Natural-language object grounding data
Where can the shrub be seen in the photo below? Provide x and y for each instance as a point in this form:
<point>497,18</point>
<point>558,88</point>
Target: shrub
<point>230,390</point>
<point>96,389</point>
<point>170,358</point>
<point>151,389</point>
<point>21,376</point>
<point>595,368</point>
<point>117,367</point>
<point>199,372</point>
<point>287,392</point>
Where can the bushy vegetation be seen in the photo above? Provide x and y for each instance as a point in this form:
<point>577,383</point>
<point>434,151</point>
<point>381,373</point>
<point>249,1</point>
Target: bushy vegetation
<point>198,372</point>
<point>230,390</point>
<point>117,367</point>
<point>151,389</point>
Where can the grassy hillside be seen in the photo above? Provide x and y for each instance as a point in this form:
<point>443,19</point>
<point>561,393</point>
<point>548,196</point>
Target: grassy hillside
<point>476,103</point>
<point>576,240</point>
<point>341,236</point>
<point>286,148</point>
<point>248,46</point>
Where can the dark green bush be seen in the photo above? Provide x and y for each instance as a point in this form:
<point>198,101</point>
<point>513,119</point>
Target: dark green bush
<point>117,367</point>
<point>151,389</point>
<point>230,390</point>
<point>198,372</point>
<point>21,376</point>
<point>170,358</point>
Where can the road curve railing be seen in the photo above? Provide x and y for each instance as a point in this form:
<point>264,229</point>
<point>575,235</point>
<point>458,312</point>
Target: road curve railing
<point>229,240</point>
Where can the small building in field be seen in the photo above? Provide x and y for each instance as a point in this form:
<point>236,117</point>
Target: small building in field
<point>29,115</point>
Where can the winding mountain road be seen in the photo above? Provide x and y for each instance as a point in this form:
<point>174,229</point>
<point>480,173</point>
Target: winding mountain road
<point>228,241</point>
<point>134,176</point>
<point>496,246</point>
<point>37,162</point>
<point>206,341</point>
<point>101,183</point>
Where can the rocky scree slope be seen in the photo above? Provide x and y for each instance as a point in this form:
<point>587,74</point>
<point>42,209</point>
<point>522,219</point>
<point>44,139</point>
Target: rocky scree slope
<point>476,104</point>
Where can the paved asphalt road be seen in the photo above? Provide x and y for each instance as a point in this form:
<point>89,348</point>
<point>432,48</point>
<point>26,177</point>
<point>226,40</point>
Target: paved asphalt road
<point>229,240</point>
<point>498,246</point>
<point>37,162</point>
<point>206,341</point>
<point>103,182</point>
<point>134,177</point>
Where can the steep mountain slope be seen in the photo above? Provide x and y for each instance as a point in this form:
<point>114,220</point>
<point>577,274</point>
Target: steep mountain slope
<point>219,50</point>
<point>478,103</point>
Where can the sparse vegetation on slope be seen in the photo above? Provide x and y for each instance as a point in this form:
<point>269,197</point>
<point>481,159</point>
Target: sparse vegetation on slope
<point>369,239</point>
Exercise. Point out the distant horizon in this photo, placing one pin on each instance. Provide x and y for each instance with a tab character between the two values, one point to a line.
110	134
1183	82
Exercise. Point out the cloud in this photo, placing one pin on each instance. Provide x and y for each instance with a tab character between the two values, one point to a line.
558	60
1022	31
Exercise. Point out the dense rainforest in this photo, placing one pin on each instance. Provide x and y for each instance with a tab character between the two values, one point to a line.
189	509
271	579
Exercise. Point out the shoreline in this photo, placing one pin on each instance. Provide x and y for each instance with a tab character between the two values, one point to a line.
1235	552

WHAT IS EXPECTED: Every record is to be repeated exactly as it stands above.

ANSWER TO THIS TASK:
Where can the shrub be seen in the photo below? Provide x and y for each instance as a point in this form:
<point>497,18</point>
<point>558,88</point>
Target: shrub
<point>230,390</point>
<point>96,389</point>
<point>170,358</point>
<point>151,389</point>
<point>21,376</point>
<point>595,368</point>
<point>117,367</point>
<point>199,372</point>
<point>287,392</point>
Where can the bushy vegetation be seen in the photo above? Provide x and y for each instance as a point in this form:
<point>577,383</point>
<point>434,151</point>
<point>381,373</point>
<point>249,1</point>
Target: bushy vegetation
<point>198,372</point>
<point>230,390</point>
<point>117,367</point>
<point>151,389</point>
Where can the grassy hillside be seen in the photo above? Provide x and y for each instance as a point in this form:
<point>443,19</point>
<point>561,393</point>
<point>548,196</point>
Target: grassy hillside
<point>476,103</point>
<point>576,240</point>
<point>341,236</point>
<point>286,148</point>
<point>248,46</point>
Where can the dark green bush be seen in the photo above? Provide x and y for each instance as a point in this form:
<point>198,101</point>
<point>513,119</point>
Target: dark green bush
<point>117,367</point>
<point>151,389</point>
<point>230,390</point>
<point>198,372</point>
<point>21,376</point>
<point>170,358</point>
Where can the road curve railing be seen in the photo above? Provide x and y for each instance as a point in this form:
<point>264,229</point>
<point>575,235</point>
<point>458,312</point>
Target: road curve railing
<point>229,240</point>
Where can the small building in field be seen in the photo above? Provide x and y for each instance as a point in this form:
<point>236,117</point>
Target: small building in field
<point>29,115</point>
Where can the winding mountain road be seen in the photo above? Provide x and y for each instance as a point in this form:
<point>174,229</point>
<point>480,173</point>
Target: winding mountain road
<point>228,241</point>
<point>134,176</point>
<point>496,246</point>
<point>37,162</point>
<point>206,341</point>
<point>101,183</point>
Where can the rocky scree slope be seen in the photo above? Provide x and y for each instance as a point in this form:
<point>587,74</point>
<point>42,209</point>
<point>522,219</point>
<point>44,139</point>
Target: rocky scree slope
<point>476,104</point>
Where can the paved asphalt road be seen in the photo above? Provide x and y for each instance as a point in this form:
<point>89,348</point>
<point>432,48</point>
<point>26,177</point>
<point>226,40</point>
Target: paved asphalt road
<point>229,240</point>
<point>498,246</point>
<point>37,162</point>
<point>206,341</point>
<point>103,182</point>
<point>134,177</point>
Where can the steep mountain slope be seen in the photo above? Provide x and y for each instance as a point in this form:
<point>114,220</point>
<point>577,274</point>
Target: steep mountain slope
<point>219,50</point>
<point>478,103</point>
Where can the sparse vegetation on slope be seen in the photo above? Provide x and y for each instance as a point in this form:
<point>269,197</point>
<point>481,159</point>
Target: sparse vegetation on slope
<point>369,239</point>
Exercise. Point out the distant horizon in this photo, placing one pin on each instance. Provide x and y for each instance with a tab character between the two values, one point to a line.
110	134
1183	82
Exercise. Point out the cloud in this photo, placing one pin on each instance. Provide x and y for each instance with a tab character between the two values, one point to a line.
558	60
1022	31
Exercise. Point out the dense rainforest in this photo, placing one pin on each instance. Provide x and y for each instance with a tab character between the two values, one point to a line.
189	509
271	579
Exercise. Point out the shoreline in this photo, placing one pin on each instance. Provide x and y for each instance with a tab character between the two values, one point to a line.
1235	552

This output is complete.